WHAT THE TASK REQUIRES:
The word "muzzle" may appear in some lines of the data; copy every such line.

INFORMATION PROVIDED:

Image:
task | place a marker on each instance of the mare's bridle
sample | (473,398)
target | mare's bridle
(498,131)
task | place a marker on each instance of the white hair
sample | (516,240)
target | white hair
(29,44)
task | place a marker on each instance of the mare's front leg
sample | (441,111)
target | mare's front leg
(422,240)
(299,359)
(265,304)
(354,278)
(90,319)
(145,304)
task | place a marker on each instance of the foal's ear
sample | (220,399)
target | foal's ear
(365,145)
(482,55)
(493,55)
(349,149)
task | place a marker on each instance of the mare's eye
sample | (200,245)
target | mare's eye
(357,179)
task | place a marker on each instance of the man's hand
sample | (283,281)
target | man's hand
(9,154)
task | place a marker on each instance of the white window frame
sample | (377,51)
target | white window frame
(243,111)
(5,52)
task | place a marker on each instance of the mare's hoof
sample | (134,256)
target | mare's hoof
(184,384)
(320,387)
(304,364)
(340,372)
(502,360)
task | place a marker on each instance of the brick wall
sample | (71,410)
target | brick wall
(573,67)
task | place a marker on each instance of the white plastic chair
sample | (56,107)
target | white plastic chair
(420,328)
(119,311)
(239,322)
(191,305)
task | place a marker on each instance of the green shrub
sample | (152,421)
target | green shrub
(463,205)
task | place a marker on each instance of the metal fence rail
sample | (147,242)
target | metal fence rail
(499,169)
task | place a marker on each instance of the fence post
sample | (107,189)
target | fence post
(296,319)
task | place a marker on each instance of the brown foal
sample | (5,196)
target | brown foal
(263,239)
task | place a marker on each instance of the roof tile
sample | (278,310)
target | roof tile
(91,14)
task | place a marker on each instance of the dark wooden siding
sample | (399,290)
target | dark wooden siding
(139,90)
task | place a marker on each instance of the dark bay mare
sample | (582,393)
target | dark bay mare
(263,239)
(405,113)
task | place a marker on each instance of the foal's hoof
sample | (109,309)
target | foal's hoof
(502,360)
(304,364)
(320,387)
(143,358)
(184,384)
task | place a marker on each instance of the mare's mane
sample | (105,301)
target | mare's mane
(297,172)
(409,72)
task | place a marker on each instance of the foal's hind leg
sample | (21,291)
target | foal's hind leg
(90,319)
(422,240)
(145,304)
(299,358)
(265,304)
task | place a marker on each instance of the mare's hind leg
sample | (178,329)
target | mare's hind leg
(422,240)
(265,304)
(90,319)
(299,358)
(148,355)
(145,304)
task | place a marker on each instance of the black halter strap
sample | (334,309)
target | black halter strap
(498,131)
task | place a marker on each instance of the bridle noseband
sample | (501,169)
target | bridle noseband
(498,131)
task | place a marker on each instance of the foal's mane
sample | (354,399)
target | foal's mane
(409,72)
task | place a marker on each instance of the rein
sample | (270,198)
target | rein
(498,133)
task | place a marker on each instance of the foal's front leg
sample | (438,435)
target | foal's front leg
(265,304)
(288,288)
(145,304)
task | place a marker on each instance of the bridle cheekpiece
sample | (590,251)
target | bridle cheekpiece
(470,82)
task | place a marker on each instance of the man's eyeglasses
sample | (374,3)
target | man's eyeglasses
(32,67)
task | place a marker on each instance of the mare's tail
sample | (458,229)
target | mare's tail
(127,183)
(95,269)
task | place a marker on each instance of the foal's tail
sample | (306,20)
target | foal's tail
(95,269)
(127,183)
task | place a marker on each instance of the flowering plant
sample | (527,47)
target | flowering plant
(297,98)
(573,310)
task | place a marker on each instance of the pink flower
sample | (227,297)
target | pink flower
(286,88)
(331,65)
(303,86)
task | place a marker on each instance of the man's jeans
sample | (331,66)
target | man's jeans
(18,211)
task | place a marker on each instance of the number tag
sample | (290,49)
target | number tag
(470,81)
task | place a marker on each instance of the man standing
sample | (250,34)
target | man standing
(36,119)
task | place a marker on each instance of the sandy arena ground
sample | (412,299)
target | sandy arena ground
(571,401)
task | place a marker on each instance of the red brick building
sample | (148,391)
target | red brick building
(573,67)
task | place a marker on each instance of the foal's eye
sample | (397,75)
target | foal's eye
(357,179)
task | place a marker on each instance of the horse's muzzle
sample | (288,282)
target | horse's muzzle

SOLUTION TO THE PROBLEM:
task | place a marker on each instance of the horse's muzzle
target | horse's muzzle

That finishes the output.